- _Work request A_:
In the Two Moons post, in what year did Ray go to Wittenoom as a young electrical engineering student?
- _Work request B_:
Please mark each statement yes or no according to the Two Moons post, quoting the words that decide it: (i) Ray became short of breath while diving into a friend's pool in Sydney. (ii) Ray guided the writer during a ten-year PhD. (iii) One of the two moons the writer sees is produced by the window's double glazing.
[[ Reading text, beginning ]]
Saturday, November 23, 2013

Two Moons

The day done, I return home to my studio apartment. As I pour myself a glass of red to quench my winter thirst, I look up to the skies outside my window to find two full moons floating outside; one true and one illusory, fashioned by the optics of my double glazing.


I've just received a signed copy of Ray's book of short stories titled Two Moons and I'm pleased with the coincidence. 

Ray Jarvis, almost single-handedly responsible for setting up Australia's robotics community guided my fledgling efforts in the field during the five years of my PhD. He once told me that if he hadn't become an engineer researching and building intelligent machines, he would have been a writer.

Ray wrote prolifically in the last 18 months of his life, even as the mesothelioma in his lungs drained the life force out of him. The seeds for the disease, fibres of blue asbestos, had found their way into his lungs more than 50 years ago, in the now abandoned mining town of Wittenoom in far north Western Australia. There they remained, until Christmas 2012, when diving into a friend's pool overlooking Hyde Park in Sydney's CBD, he found himself short of breath and was diagnosed with the disease shortly thereafter.

As a young electrical engineering student, Ray found himself in Wittenoom in 1960, looking for a summer of adventure and hoping to earn a bit of money. He worked hard under the unforgiving desert sun, fixing power lines and surveying the surrounding land with theodolites to work out the most efficient way of levelling it. At the end of his stint in the desert, he found himself tanned and buffed and rich enough to afford a girlfriend.
[[ Reading text, end ]]
[[ Supplied entries, beginning ]]
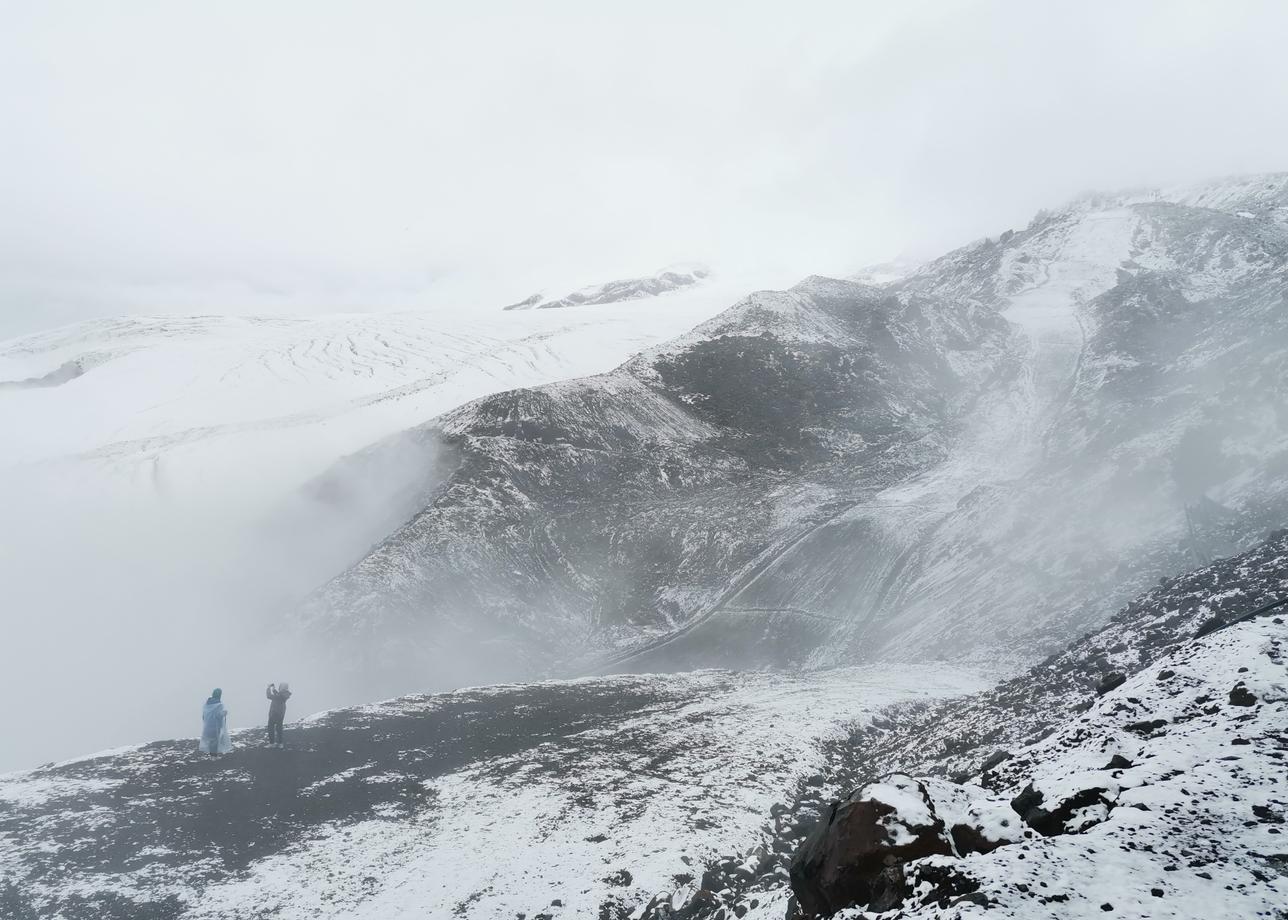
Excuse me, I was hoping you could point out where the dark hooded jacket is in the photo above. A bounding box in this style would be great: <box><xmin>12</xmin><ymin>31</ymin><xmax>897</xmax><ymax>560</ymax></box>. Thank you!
<box><xmin>264</xmin><ymin>684</ymin><xmax>291</xmax><ymax>719</ymax></box>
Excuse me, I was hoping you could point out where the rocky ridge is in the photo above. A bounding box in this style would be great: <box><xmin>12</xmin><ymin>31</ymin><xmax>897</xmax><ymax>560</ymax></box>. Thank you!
<box><xmin>300</xmin><ymin>175</ymin><xmax>1288</xmax><ymax>691</ymax></box>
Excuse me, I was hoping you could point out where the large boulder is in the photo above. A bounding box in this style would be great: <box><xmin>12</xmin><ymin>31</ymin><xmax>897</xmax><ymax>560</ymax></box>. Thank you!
<box><xmin>791</xmin><ymin>773</ymin><xmax>1032</xmax><ymax>917</ymax></box>
<box><xmin>791</xmin><ymin>773</ymin><xmax>953</xmax><ymax>916</ymax></box>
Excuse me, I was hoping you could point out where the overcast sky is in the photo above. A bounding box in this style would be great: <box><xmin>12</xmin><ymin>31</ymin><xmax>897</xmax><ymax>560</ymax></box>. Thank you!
<box><xmin>0</xmin><ymin>0</ymin><xmax>1288</xmax><ymax>336</ymax></box>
[[ Supplied entries, end ]]
- _Your response A_:
1960

- _Your response B_:
(i) Yes: "when diving into a friend's pool overlooking Hyde Park in Sydney's CBD, he found himself short of breath"
(ii) No: "during the five years of my PhD"
(iii) Yes: "one true and one illusory, fashioned by the optics of my double glazing"